- Task to carry out:
Would you repeat the whole listing exactly, pictures excluded?

- Data records:
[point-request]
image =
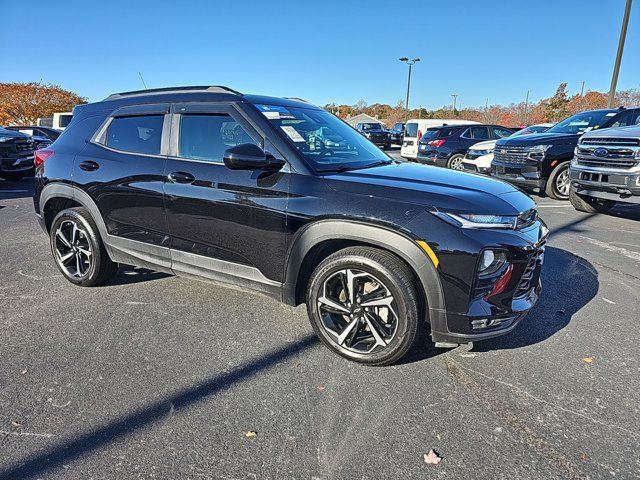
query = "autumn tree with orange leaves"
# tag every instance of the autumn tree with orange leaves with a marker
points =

- Written response:
[point-request]
image =
query = "autumn tree with orange leaves"
# tag every instance of the autumn tree with orange leaves with a marker
points =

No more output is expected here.